Provided records -
= = =
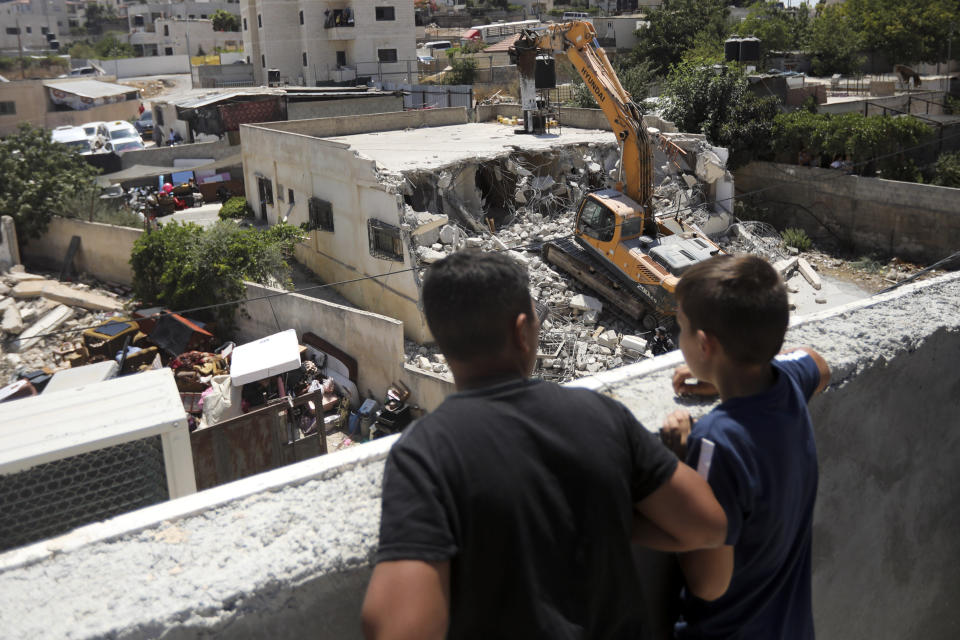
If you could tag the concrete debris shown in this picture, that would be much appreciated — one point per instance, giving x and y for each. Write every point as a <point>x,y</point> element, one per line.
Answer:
<point>12,322</point>
<point>429,256</point>
<point>809,274</point>
<point>585,303</point>
<point>784,267</point>
<point>47,323</point>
= = =
What to produce - The answer must be an exact copy of the records, with no images in it.

Exercise result -
If you could tag the concrete debris shown in this picture, that would be much appreciated — one point per instance, giving x and y for each. Write every point as a <point>x,y</point> element, one per line.
Answer:
<point>12,322</point>
<point>429,256</point>
<point>809,274</point>
<point>585,303</point>
<point>784,267</point>
<point>47,323</point>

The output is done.